>>>>>
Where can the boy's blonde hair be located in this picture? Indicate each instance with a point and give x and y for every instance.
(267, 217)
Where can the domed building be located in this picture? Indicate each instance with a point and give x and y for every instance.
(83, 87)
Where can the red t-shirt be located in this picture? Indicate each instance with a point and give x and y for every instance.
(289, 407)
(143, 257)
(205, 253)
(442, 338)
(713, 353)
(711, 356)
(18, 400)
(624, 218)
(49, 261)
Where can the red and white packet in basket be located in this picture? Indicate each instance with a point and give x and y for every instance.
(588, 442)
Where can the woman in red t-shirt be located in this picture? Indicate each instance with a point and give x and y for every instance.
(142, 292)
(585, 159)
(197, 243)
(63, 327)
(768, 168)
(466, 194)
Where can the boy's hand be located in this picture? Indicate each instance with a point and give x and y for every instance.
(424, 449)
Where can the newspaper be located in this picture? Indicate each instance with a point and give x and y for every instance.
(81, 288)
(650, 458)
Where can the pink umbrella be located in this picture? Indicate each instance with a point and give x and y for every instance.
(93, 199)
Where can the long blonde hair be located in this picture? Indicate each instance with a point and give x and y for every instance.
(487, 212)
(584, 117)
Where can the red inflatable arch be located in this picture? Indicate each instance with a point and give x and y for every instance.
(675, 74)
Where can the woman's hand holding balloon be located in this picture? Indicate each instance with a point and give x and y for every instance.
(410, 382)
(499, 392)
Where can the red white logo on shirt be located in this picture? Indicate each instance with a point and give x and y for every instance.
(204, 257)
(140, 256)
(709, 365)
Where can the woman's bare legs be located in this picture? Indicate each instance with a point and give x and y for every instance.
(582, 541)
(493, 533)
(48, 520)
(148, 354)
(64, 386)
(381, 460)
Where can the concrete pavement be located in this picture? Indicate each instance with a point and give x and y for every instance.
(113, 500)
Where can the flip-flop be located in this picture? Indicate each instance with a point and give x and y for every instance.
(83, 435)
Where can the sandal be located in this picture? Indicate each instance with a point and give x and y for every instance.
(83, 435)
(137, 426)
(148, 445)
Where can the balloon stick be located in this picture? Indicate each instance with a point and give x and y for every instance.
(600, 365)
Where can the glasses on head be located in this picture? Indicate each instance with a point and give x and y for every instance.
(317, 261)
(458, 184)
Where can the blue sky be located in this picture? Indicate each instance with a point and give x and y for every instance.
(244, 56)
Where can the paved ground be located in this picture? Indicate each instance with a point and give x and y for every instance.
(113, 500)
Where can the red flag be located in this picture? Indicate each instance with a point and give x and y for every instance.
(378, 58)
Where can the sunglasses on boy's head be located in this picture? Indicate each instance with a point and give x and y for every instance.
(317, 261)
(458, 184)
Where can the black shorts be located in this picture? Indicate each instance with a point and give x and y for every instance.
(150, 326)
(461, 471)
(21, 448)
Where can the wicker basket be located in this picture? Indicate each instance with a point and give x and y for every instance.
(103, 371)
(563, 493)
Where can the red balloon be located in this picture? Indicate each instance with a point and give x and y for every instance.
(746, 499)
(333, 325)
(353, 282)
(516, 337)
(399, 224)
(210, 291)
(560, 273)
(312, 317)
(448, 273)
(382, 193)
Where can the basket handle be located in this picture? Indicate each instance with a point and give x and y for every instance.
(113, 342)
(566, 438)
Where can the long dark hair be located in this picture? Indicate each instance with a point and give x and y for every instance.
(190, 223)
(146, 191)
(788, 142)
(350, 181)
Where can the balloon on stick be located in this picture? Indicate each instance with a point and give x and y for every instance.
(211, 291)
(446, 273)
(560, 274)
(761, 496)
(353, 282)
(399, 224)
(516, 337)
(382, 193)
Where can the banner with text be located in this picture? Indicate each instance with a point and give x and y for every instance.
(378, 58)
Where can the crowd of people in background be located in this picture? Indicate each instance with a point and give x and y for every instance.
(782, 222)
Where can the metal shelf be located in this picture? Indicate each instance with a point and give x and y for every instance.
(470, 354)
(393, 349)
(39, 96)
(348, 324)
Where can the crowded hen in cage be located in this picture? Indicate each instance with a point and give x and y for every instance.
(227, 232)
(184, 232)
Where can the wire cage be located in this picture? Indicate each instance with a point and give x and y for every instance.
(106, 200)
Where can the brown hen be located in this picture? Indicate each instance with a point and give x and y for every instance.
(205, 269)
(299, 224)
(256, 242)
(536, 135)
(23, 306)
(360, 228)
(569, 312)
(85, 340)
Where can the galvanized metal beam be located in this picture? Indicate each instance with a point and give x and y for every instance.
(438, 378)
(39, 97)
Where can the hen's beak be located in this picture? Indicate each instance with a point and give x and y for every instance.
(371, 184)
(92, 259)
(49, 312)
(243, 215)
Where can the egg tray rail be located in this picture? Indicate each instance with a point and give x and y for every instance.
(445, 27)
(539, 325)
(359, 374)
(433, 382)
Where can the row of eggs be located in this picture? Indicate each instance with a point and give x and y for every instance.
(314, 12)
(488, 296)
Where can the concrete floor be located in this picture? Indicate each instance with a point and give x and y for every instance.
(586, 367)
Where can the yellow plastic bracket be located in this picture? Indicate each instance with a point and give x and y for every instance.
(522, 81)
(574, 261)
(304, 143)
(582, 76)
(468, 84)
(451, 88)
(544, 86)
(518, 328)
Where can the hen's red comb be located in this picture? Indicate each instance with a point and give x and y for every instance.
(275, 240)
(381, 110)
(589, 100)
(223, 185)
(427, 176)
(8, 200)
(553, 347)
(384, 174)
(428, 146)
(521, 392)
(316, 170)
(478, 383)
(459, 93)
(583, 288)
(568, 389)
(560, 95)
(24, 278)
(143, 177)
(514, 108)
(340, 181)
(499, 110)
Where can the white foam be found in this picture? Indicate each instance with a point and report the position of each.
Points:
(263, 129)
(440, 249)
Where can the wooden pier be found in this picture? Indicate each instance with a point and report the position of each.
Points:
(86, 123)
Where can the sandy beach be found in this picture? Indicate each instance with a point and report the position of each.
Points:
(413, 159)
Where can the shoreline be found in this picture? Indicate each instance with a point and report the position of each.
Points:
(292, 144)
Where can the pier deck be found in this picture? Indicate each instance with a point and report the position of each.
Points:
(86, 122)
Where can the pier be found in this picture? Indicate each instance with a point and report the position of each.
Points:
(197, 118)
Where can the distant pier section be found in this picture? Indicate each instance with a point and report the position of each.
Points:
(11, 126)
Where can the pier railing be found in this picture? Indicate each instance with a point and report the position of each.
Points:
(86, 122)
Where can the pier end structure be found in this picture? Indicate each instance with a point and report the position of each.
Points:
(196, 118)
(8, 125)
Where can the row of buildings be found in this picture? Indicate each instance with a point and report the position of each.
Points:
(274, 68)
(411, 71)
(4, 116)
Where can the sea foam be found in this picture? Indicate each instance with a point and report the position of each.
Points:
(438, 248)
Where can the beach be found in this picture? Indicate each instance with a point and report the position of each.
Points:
<<<<<
#### Aim of the task:
What this exercise asks for is the data above, retyped exactly.

#### Task result:
Where can the boy's blonde hair be located in this picture? Indicate each instance with a point and give x and y for every instance.
(267, 217)
Where can the domed building be located in this picture? Indicate each instance with a point and give x and y for every instance.
(83, 87)
Where can the red t-shirt be located in this picture? Indicate each instance with a point and give x and y for every instance.
(289, 407)
(143, 257)
(205, 253)
(442, 338)
(713, 353)
(711, 356)
(18, 400)
(624, 218)
(49, 261)
Where can the red and white packet in basket be located in this picture? Indicate each instance with a point and give x and y for every instance.
(588, 442)
Where can the woman in red t-shirt be located in this picture? Indicate each instance with a point and give x and y for every instance.
(142, 292)
(585, 159)
(197, 243)
(63, 327)
(768, 168)
(466, 194)
Where can the boy's hand be located in this picture? Indicate each instance with a point and give x and y for every instance.
(424, 449)
Where can the newspaper be located in this picture? Indicate each instance with a point and give x and y for every instance.
(81, 288)
(650, 458)
Where can the pink umbrella be located in this picture? Indicate each instance with a point and give x and y for every instance.
(93, 199)
Where can the long blonde hair be located in this picture? Indicate each instance with a point and give x and y for every instance.
(487, 212)
(584, 117)
Where can the red inflatable arch be located in this picture? Indicate each instance with a point and give x and y for every instance.
(675, 74)
Where can the woman's hand holding balloon be located in this picture? Indicate each instance with a point and give x and y for every instance.
(410, 382)
(499, 392)
Where can the red white logo on shirt be located in this picture? Indicate each instance with a point and give x and y for every instance.
(204, 257)
(140, 256)
(709, 365)
Where can the woman's bare legs be located in this picture? Indicate each instance with a point and give x and y for every instance.
(582, 541)
(493, 533)
(48, 520)
(148, 354)
(64, 386)
(381, 460)
Where can the concrete pavement be located in this picture? Indicate each instance with a point and give x and y for every instance.
(113, 500)
Where can the flip-flop be located in this picture? Indicate each instance with a point and give x and y for every instance.
(83, 435)
Where can the sandal be located in this picture? Indicate each instance with a point and give x and y for every instance.
(83, 435)
(137, 426)
(148, 445)
Where can the balloon stick be located in this picture? Indicate each instance with a point and give x and y for every instance.
(600, 365)
Where can the glasses on head be located in this picture? Indicate each instance with a point and give x and y for every instance.
(317, 261)
(458, 184)
Where can the blue sky be located in this picture? Indicate each instance with a point and give x and y for every instance.
(244, 56)
Where can the paved ground be located in this picture? Indicate each instance with a point and give x and y for every instance.
(113, 500)
Where can the red flag be located in this picture? Indicate each instance with a point and give x and y for every instance.
(378, 58)
Where can the sunglasses on boy's head be located in this picture? Indicate each instance with a point and give x and y for every instance.
(317, 261)
(458, 184)
Where can the black shorts be located in this picture? Indicate each instance with a point and give x and y for every instance.
(150, 326)
(461, 471)
(21, 448)
Where can the wicker basket be located in this picture? Indicate each instance with a point and give x and y for every instance.
(103, 371)
(563, 493)
Where can the red balloon be located in this picture? Indicate each instance with a point and give x and y for every instance.
(746, 499)
(333, 325)
(353, 282)
(516, 337)
(399, 224)
(210, 291)
(560, 273)
(312, 317)
(448, 273)
(382, 193)
Where can the basket handle be located in this picture? Indicate each instance with a point and give x and y for every instance.
(113, 342)
(566, 438)
Where can the long dark hair be located in this picture? Indicate each instance with a point and give x and y for every instance.
(190, 223)
(146, 191)
(788, 142)
(350, 181)
Where can the balloon on stick be located in this picture? Indicate each instance with a point and give x and y for every instance.
(211, 291)
(446, 273)
(560, 274)
(761, 496)
(353, 282)
(399, 224)
(516, 337)
(382, 193)
Where can the banner with text be located in this picture? Indicate each instance with a point and give x and y for every instance.
(378, 58)
Where can the crowd of people in background be located in this picture? Indicate each instance with a point and give x and y for every instance.
(782, 222)
Where can the metal shelf be located in this picture? Indicate each instance with a point and give x and y for every instance.
(470, 354)
(393, 349)
(39, 96)
(348, 324)
Where can the crowded hen in cage be located in this picture? Indicate each instance with a point and give x and y for every instance.
(227, 232)
(184, 232)
Where can the wire cage be located in this picture? Indicate each instance with a point and give x and y for every instance.
(106, 200)
Where can the brown hen be located in this picture? Indicate each instance with a point and give x and y for every instance.
(205, 269)
(299, 224)
(256, 242)
(536, 135)
(23, 306)
(360, 228)
(569, 312)
(85, 340)
Where can the galvanized metal beam be located in this picture? Indicate each instance with a point and give x and y for every instance.
(438, 378)
(39, 97)
Where can the hen's beak be located in this picture? Indicate each instance with a point and give x and y for every instance.
(371, 184)
(92, 259)
(49, 312)
(243, 215)
Where can the egg tray rail be located in this picture? Indicate each instance with a point and give x and y for every instance.
(445, 27)
(539, 325)
(359, 374)
(433, 382)
Where can the row of eggs be located in this picture? Indicate each instance with a point and give x and y for every instance.
(314, 12)
(488, 296)
Where can the concrete floor be located in this picture? Indicate each instance with a point and give x and y for every instance.
(586, 367)
Where can the yellow plastic bracket be located in this picture? Indicate each instance with a point and give x and y for every instance.
(522, 81)
(574, 261)
(304, 143)
(582, 76)
(468, 84)
(451, 88)
(544, 86)
(518, 328)
Where can the hen's red comb be located in this picture? Indicate each instance with a point and give x and y for every instance.
(275, 240)
(381, 110)
(589, 100)
(223, 185)
(427, 176)
(8, 200)
(553, 347)
(384, 174)
(428, 146)
(521, 392)
(316, 170)
(478, 383)
(459, 93)
(583, 288)
(568, 389)
(560, 95)
(24, 278)
(143, 177)
(514, 108)
(340, 181)
(499, 110)
Where can the white foam be found in this picture? Indicate each instance with a point and report the position of each.
Points:
(263, 129)
(440, 249)
Where can the wooden pier be found in this picture? Indicate each instance with a point and report the position of each.
Points:
(86, 123)
Where can the sandy beach be found in this picture? Indicate each instance with a point and report the position of each.
Points:
(413, 159)
Where can the shoreline be found in this picture? Indicate each instance with a point and report the position of each.
Points:
(292, 144)
Where can the pier deck be found in this picture? Indicate each instance with a point and report the position of each.
Points:
(86, 122)
Where can the pier be found in this picture? Indicate each instance with a point and report the position of each.
Points:
(197, 118)
Where can the distant pier section be found in this picture? Indicate each instance with a point and report the position of each.
Points:
(11, 126)
Where can the pier railing be found in this picture? Indicate each instance with a point and report the position of each.
Points:
(86, 122)
Where can the pier end structure be found in this picture? Indicate each instance with a point and report the position of each.
Points:
(196, 118)
(8, 125)
Where can the row of buildings be found in this picture? Indicate each instance with a point and report the position of each.
Points:
(274, 68)
(411, 71)
(4, 116)
Where can the sea foam be found in this picture? Indicate each instance with a point and report the position of each.
Points:
(438, 248)
Where can the beach be found in this picture? Indicate each instance with a point and report the position of each.
Points:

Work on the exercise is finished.